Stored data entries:
%%

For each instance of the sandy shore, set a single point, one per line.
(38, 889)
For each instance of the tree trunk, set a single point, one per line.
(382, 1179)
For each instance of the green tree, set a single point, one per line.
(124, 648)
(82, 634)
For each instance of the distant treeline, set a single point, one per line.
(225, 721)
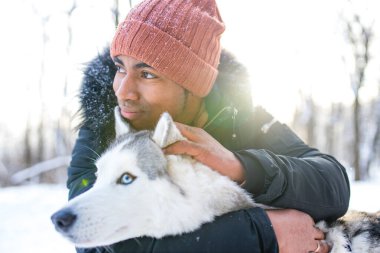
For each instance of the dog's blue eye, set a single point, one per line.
(126, 178)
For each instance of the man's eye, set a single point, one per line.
(120, 69)
(148, 75)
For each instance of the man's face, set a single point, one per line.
(143, 95)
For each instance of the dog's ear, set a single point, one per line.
(121, 126)
(166, 132)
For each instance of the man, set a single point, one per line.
(166, 54)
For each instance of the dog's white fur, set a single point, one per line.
(180, 201)
(172, 195)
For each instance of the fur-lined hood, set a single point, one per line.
(97, 98)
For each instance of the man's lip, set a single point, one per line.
(130, 114)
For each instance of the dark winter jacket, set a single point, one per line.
(281, 170)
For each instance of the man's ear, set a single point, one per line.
(121, 126)
(166, 132)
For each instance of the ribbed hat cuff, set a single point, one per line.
(164, 53)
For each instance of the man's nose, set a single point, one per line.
(127, 89)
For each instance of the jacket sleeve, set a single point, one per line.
(282, 171)
(241, 231)
(82, 169)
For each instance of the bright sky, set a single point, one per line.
(288, 46)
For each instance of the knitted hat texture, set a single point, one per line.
(179, 38)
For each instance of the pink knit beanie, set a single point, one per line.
(179, 38)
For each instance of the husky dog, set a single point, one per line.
(137, 182)
(356, 232)
(156, 195)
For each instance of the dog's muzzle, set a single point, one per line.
(63, 220)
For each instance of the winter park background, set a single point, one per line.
(315, 65)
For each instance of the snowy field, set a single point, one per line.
(25, 215)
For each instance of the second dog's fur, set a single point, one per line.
(141, 192)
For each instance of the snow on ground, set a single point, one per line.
(25, 215)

%%

WORK REQUIRED: In the answer, please give only the lines from the line containing "For each instance of the snowy" through the final line of the data, copied exactly.

YOUR RESPONSE:
For each instance of the snowy field, set a single point, one per line.
(25, 215)
For each instance of the second dog's fur, set a single point, one per line.
(141, 192)
For each instance of the snow on ground, set a single point, one per line.
(25, 215)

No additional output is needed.